▶ _REQUIRED WORK_
Return every row below unchanged, line for line.

▶ _RECORDS PROVIDED_
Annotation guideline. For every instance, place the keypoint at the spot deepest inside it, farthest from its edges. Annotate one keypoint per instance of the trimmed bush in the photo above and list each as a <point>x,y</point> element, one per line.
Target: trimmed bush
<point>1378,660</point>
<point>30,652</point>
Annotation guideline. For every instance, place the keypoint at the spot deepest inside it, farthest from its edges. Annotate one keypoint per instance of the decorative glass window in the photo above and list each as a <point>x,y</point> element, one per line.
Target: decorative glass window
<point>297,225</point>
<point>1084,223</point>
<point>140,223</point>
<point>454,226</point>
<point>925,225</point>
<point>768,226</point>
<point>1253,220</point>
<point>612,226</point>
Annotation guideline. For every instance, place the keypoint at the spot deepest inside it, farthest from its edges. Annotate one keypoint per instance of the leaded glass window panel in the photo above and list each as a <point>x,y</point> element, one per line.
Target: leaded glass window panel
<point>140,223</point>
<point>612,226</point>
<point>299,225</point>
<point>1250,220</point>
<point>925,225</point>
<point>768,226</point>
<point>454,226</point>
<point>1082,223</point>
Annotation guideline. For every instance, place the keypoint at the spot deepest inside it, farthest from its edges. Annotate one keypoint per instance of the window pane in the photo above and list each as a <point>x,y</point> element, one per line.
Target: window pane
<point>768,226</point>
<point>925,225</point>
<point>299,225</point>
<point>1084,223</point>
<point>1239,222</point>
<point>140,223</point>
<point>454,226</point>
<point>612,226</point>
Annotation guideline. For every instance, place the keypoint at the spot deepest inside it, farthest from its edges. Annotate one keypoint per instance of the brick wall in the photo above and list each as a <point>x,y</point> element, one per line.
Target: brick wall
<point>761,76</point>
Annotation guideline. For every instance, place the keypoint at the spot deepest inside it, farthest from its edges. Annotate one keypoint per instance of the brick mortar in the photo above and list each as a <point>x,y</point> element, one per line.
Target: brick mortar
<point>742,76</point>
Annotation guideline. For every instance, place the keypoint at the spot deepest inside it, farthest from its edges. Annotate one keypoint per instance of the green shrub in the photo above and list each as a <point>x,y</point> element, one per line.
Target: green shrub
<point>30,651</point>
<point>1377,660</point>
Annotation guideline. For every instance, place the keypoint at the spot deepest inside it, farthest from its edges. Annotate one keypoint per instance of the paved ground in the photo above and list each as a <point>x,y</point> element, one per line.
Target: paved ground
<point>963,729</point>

▶ _IN RESPONSE_
Annotation guideline. For every instance, place the keypoint at the spot deepest inside it, farthest from its edges. Annotate one keypoint per instance of the trimmed bush in the photo above and list each as a <point>x,y</point> element, one per line.
Target: trimmed bush
<point>1378,660</point>
<point>30,652</point>
Annotation guideline. For every instance, place the keypoint at the spot deepest inside it, farthest from its edges. Annotate one keypoint per instance of the decorative glass window in the photo above and list each as a <point>x,y</point> element, one per line.
Target: decorative glass window
<point>297,225</point>
<point>1084,223</point>
<point>140,223</point>
<point>454,226</point>
<point>925,225</point>
<point>768,226</point>
<point>1253,220</point>
<point>612,226</point>
Annotation guideline. For every instance, place the keypoint at the spot deepest inside it, farthest from its edges. Annotate one keypoint per instance of the leaded glass window panel in the photo above and list each as a <point>x,y</point> element, one per line.
Target: leaded glass window panel
<point>140,223</point>
<point>612,226</point>
<point>299,225</point>
<point>1250,220</point>
<point>925,225</point>
<point>768,226</point>
<point>454,226</point>
<point>1082,223</point>
Annotation guideline. For every instance, place the keypoint at the spot deepest inside it, farthest from its edges. Annotate one keypoint per instance of the window pane in the photo above and list each as a <point>x,y</point> element, one per line.
Target: window pane
<point>768,226</point>
<point>925,225</point>
<point>299,225</point>
<point>1084,223</point>
<point>1239,222</point>
<point>140,223</point>
<point>454,226</point>
<point>612,226</point>
Annotation guideline. For every instance, place the keypoint at the spot deepest inside it, farthest from its edges. Annotate one keypoint per instance of the brick wall in the photo above and list each as a <point>x,y</point> element, one per line.
Target: brick wall
<point>761,76</point>
Annotation guideline. For every instance, place the keypoint at the spot deepest inside it, farthest from its edges. Annotate one keypoint per instance of the brick mortar in the photo above and list each as a <point>x,y</point> element, one per line.
Target: brick mortar
<point>742,76</point>
Annotation guideline. For every instance, place the keypoint at the spot deepest inside it, farthest from its edges. Annotate one keypoint per instance of the green shrub in the photo above and list each as a <point>x,y</point> element, one per line.
Target: green shrub
<point>30,651</point>
<point>1377,660</point>
Annotation guideline. For every instance, place the keypoint at the spot deepest inside it, farthest from its edges. Annotate one keypoint per instance of the paved ground in the photo above and list each as a <point>x,y</point> element, one per line.
Target: paved ground
<point>963,729</point>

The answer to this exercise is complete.